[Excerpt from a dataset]
--------------------
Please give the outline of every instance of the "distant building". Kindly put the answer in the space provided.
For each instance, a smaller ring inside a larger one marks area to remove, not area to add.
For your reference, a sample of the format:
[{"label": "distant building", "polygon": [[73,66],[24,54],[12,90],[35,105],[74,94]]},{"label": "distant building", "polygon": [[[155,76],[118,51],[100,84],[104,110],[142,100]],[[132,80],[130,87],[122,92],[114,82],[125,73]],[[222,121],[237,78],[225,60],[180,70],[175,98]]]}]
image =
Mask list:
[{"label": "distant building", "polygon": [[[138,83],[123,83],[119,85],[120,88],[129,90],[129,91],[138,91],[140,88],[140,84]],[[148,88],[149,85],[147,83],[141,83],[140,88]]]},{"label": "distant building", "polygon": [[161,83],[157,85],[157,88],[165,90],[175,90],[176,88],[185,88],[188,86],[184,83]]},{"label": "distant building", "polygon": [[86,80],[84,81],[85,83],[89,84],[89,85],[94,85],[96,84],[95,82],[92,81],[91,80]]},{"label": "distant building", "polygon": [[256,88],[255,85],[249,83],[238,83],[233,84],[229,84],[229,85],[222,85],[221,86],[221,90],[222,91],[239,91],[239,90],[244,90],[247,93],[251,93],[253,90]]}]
--------------------
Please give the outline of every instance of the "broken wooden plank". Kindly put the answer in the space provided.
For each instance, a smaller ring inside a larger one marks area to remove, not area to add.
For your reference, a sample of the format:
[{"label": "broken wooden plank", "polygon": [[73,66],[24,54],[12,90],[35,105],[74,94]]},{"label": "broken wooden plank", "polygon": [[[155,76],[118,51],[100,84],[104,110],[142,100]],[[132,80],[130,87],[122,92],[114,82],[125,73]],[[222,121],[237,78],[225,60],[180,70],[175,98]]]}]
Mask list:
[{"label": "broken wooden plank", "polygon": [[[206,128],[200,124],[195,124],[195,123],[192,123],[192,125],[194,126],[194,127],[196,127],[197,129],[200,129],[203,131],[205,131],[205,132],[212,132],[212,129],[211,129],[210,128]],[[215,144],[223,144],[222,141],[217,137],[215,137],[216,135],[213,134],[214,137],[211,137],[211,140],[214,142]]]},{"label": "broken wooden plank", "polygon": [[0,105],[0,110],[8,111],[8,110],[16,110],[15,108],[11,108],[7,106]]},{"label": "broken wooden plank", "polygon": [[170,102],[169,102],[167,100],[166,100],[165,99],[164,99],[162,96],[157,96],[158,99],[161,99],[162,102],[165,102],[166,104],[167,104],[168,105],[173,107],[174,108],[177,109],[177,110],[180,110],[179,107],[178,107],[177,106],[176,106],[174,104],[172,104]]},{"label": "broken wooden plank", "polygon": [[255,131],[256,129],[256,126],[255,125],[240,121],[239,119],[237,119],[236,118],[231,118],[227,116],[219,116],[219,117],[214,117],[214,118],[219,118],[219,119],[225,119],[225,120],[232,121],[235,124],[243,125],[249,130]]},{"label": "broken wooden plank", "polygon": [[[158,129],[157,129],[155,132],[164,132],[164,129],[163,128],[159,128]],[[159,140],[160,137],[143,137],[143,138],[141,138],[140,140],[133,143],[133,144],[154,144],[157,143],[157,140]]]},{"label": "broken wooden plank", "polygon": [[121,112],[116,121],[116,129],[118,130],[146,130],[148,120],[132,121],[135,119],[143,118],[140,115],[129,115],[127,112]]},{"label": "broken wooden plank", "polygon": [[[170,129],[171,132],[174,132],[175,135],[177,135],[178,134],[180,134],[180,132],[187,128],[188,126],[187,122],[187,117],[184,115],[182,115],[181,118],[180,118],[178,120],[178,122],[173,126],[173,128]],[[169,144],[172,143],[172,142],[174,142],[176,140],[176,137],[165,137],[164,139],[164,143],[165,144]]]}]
--------------------
_TASK DIRECTIONS:_ Identify every line in the items above that contains the word "space" and copy each such line in full. Case matters.

_SOLUTION TO THE PROBLEM:_
Please give the outline of every instance of the "distant building". Kindly put the answer in the space provided.
Please give the outline of every instance of the "broken wooden plank". Kindly put the answer in the space provided.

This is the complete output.